=== Exercise materials ===

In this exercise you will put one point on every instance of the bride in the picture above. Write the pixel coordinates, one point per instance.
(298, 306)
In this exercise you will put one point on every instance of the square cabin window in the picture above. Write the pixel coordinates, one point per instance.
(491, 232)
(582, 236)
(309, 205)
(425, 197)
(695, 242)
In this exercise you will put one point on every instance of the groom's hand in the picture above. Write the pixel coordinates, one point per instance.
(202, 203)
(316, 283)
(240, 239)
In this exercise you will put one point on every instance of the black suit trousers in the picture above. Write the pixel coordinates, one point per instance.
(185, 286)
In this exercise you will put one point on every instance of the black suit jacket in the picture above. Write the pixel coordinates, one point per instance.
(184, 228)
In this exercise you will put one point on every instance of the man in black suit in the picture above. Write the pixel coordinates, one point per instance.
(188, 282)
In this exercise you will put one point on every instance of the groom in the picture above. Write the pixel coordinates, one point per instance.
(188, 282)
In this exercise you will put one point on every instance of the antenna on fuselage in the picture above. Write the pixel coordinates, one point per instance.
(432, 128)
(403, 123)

===
=== Exercise materials ===

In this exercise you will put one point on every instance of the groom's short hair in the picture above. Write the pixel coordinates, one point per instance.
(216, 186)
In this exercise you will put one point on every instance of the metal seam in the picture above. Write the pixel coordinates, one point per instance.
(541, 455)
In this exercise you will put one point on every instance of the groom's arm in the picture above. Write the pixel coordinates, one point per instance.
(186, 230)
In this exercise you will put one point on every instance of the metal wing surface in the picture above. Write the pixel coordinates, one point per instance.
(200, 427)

===

> Given exercise: Locate every line in the records above that contains the word "black", and copy each of those lines in full.

> Exercise result:
In this exercise you will put one point on every instance of the black suit trousers in the picture above. Write the pixel coordinates, one point per instance.
In this exercise you will put one point on every instance of the black suit jacket in the picture above. Write the pixel coordinates, one point per instance.
In this exercise you will put one point on every instance of the man in black suit in the picture above. Write the pixel coordinates, one point per instance.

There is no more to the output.